TEXTO EM ESTUDO

-------------------------

E eu sou capaz de entender isso.

‘Porque tem dessas coisas. Não é?’”

Como se estivéssemos em um palimpsesto de putas (2016)

“Elvira Vigna é — foi, infelizmente, verbo ser no passado — uma escritora original. A palavra original está fora de moda, mas só ela serve.

É impressionante observar como Elvira Vigna, neste trechinho que colhi aleatoriamente de seu último romance, desmonta todas as dicas de uma oficina literária: evitar repetição de palavra, evitar conjunções em excesso, evitar começar frase com ‘E’. Vigna tinha um estilo imediatamente reconhecível. Ninguém escrevia como ela no cenário brasileiro atual. As repetições furiosas que vão dando peso às frases. A ironia brutal, violenta, que se constrói palavra a palavra.

-------------------------

DADOS FORNECIDOS

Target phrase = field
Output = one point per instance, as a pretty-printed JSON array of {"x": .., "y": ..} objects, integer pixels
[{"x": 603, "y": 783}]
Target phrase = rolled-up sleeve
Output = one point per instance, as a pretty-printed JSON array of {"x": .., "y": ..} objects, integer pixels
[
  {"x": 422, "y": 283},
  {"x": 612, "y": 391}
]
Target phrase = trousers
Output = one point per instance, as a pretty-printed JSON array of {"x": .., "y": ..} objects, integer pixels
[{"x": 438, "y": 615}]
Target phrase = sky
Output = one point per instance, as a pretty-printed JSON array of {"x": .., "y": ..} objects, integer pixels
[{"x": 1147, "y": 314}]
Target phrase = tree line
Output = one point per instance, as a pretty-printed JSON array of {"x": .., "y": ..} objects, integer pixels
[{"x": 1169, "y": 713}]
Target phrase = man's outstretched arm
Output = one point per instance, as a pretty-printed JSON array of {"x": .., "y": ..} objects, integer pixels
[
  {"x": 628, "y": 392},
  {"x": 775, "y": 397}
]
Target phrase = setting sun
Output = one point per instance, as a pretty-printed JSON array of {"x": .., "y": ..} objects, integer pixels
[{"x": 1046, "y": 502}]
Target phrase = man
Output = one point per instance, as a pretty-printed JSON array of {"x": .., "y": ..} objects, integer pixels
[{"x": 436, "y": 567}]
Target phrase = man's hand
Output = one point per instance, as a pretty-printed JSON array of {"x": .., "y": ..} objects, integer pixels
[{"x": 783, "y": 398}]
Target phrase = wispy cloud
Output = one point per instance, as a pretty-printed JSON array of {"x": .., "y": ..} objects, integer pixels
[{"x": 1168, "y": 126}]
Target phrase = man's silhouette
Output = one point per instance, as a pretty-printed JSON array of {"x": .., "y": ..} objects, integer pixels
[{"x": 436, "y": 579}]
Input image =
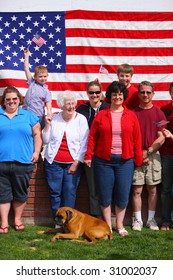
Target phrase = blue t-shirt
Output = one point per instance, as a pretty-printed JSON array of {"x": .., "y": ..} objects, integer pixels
[{"x": 16, "y": 138}]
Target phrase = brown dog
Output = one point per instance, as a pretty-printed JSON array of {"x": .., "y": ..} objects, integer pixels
[{"x": 77, "y": 224}]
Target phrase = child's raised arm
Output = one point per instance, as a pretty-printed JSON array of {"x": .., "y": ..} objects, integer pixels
[{"x": 26, "y": 64}]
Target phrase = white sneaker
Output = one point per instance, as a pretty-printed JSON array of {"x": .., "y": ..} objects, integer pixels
[
  {"x": 57, "y": 226},
  {"x": 152, "y": 224},
  {"x": 137, "y": 225}
]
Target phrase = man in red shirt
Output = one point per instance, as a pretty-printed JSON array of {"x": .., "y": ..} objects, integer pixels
[{"x": 149, "y": 174}]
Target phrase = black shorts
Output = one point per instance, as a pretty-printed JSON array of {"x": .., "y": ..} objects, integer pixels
[{"x": 14, "y": 181}]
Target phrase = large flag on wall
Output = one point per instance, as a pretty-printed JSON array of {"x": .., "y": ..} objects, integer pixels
[{"x": 77, "y": 43}]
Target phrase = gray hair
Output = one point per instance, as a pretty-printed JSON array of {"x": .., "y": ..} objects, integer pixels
[
  {"x": 145, "y": 83},
  {"x": 65, "y": 95}
]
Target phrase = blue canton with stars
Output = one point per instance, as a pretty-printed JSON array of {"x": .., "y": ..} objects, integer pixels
[{"x": 16, "y": 33}]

-------------------------

O QUE FAZER
**1.** Responda às perguntas sobre o texto acerca de Elvira Vigna.
(a) Que palavra está fora de moda, mas é a única que serve para definir a escritora?
(b) Que três dicas de oficina literária o trecho comentado desmonta?
(c) De qual obra da escritora foi colhido esse trecho?
**2.** Prossiga o texto sobre Elvira Vigna a partir da última frase apresentada.

RESPOSTAS
**1.**
(a) A palavra "original".
(b) Evitar repetição de palavra, evitar conjunções em excesso e evitar começar frase com "E".
(c) Do último romance de Elvira Vigna.

**2.**
Nunca conheci Elvira, nunca apertei sua mão. Gosto de imaginar que ela era forte como seus livros. O universo de Elvira não tem leite quentinho servido pela avó, não tem conforto, não tem ilusões. Seus romances são pedradas pontiagudas miradas na cabeça. E a sua morte se torna ainda mais trágica se constatarmos que ela escrevia cada vez melhor.”

Não é o que parece

Carol Almeida

jornalista e mediadora do clube de leitura Leia Mulheres de Recife. Escreveu, em 2015, um perfil da escritora

“No dia em que te conheço, você está com uma camiseta em que está escrito ‘Sexo Não Tem Gênero’. Cochicha no meu ouvido outras frases também sem muito sentido, mas com a aparência de que têm. Fico com a impressão de que você deve ser muito culto. Só pode. Depois vejo meu duplo engano. A camiseta nem é sua. Derrubaram vinho, daquele de garrafa de plástico que ambulante vende. Ou foi vômito e você falou que foi vinho. O caso é que você arranja outra camiseta, essa. Aquela. O segundo engano é que sexo para você, naquela ocasião, não só tem gênero, e bem definido, como também tem endereço fixo: o apê em que você mora com Zizi há mais de dez anos. Só vou saber da Zizi uma semana depois.”

Por escrito (2014)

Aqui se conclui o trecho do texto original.